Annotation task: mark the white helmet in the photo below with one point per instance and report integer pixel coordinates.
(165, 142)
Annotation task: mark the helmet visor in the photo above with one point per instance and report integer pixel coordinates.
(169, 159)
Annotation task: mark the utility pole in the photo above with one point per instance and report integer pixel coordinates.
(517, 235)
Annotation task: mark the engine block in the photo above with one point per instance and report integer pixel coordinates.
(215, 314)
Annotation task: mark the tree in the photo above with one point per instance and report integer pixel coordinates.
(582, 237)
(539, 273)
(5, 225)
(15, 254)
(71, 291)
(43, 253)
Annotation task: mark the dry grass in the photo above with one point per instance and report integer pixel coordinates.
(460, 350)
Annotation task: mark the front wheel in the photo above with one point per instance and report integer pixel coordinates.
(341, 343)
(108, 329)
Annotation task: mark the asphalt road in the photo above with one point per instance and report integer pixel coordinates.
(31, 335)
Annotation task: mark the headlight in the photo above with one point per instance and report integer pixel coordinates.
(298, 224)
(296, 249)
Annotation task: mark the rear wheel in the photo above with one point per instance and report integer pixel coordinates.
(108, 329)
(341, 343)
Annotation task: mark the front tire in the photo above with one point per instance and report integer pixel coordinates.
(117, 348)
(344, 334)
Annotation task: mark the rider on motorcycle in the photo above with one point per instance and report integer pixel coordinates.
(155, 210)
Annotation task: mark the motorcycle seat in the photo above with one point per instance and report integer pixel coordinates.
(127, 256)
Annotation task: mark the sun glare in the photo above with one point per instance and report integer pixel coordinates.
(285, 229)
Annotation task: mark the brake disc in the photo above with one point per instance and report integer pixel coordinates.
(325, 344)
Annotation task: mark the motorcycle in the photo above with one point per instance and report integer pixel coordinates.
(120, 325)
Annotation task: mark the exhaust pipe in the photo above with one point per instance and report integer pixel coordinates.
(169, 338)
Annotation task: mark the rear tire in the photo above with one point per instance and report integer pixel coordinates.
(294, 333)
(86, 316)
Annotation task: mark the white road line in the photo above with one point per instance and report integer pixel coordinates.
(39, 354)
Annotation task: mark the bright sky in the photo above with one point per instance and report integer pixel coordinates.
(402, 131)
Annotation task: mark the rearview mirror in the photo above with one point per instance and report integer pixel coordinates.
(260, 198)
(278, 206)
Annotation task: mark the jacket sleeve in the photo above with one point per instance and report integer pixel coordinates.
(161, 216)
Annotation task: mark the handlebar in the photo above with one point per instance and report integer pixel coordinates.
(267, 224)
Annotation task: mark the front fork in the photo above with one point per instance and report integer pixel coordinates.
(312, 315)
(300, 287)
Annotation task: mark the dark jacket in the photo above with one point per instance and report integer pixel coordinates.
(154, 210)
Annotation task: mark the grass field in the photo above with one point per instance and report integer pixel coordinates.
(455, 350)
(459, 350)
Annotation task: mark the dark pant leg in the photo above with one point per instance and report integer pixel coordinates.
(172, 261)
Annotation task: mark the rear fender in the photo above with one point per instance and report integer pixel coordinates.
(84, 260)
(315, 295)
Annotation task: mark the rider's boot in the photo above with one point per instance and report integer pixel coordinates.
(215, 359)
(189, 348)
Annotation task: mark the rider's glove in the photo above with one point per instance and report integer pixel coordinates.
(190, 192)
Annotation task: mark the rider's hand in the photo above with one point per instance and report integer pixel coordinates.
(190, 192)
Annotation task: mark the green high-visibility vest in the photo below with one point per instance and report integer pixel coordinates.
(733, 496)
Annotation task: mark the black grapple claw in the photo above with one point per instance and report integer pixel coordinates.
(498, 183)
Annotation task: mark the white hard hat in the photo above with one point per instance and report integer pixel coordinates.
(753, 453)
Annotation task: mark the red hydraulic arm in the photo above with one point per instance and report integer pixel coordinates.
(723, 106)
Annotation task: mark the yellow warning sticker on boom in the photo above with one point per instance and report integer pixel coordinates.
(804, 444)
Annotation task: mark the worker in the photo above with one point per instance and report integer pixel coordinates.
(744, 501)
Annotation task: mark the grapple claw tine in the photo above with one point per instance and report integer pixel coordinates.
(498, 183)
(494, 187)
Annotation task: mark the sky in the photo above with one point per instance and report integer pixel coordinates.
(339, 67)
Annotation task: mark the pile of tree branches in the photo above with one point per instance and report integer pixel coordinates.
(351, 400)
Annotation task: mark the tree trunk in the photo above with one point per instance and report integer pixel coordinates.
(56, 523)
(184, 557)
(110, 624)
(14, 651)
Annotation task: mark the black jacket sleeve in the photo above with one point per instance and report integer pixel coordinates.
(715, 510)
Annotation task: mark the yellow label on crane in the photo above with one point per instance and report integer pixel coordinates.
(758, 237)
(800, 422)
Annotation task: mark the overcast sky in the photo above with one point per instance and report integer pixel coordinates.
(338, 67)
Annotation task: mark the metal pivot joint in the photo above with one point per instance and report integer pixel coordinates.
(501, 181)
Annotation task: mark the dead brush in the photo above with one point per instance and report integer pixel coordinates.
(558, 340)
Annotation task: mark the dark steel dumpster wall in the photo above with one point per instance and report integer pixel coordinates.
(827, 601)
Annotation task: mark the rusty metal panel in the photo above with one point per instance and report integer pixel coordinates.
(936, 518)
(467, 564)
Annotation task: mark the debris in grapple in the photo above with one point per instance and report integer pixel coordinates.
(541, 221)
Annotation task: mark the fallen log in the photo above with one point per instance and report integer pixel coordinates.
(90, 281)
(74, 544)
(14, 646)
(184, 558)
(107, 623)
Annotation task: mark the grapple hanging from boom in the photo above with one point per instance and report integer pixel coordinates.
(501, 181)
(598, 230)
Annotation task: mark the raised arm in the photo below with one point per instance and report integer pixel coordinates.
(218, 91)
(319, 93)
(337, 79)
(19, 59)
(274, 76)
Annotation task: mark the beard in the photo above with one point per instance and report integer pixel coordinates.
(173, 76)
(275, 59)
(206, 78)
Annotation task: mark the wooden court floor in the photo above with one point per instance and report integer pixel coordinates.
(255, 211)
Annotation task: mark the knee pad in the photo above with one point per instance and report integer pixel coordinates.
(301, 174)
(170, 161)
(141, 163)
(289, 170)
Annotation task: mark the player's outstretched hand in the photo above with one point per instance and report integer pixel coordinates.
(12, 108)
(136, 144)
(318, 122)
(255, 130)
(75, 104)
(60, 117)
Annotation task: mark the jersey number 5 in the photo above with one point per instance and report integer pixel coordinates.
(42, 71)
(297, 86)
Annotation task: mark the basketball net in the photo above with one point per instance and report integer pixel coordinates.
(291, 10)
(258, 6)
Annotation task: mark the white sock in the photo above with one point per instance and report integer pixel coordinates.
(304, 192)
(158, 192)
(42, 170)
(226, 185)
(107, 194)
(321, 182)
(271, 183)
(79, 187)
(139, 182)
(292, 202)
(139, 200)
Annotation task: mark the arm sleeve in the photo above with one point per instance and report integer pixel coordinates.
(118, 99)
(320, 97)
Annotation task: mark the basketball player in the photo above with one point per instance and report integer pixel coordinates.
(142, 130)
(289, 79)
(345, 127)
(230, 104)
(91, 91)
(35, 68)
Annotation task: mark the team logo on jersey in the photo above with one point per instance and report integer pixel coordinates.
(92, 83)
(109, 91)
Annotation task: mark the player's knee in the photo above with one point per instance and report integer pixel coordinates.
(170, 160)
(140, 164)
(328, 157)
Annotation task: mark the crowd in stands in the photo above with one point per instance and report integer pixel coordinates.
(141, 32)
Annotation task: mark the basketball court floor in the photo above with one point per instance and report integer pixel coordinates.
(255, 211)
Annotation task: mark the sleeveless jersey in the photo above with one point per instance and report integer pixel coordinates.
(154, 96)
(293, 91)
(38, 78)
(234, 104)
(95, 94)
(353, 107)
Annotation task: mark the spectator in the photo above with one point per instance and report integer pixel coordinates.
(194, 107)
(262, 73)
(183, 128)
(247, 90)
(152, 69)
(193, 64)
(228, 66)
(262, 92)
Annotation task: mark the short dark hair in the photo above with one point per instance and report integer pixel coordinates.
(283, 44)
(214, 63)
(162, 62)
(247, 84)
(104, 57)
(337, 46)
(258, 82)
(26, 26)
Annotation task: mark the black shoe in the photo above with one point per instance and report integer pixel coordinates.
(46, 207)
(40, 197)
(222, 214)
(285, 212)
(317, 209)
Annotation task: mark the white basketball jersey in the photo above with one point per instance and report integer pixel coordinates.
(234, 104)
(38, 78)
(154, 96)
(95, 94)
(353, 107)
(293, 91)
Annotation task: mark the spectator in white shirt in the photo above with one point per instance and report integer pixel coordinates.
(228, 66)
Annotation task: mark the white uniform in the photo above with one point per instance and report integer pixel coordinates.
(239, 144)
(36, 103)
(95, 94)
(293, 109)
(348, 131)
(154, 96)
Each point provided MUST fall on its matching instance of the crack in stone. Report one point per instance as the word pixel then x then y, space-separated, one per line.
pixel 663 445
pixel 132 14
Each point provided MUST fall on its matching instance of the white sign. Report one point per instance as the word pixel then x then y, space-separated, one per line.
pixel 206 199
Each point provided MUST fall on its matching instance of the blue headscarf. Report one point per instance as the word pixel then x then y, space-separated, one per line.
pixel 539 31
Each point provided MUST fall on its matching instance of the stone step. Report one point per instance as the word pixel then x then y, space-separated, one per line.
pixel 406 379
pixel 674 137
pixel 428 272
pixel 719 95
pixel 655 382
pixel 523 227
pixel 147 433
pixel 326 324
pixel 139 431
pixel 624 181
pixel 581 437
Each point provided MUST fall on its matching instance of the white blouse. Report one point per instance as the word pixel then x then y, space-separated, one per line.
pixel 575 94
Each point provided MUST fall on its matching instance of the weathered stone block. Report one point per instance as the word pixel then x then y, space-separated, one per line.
____________________
Given request
Lay out the lines of the records as a JSON list of strings, one string per line with blank lines left out, covering everything from the line containing "the white sign." down to the line containing "pixel 539 31", both included.

Final result
[
  "Each point provided MUST fall on its matching instance of the white sign. Report one point per instance as the word pixel then x then y, space-separated, one per line.",
  "pixel 206 199",
  "Each point provided MUST fall on its matching instance of the blue headscarf. Report one point per instance as the word pixel then x then y, space-separated, one per line.",
  "pixel 539 31"
]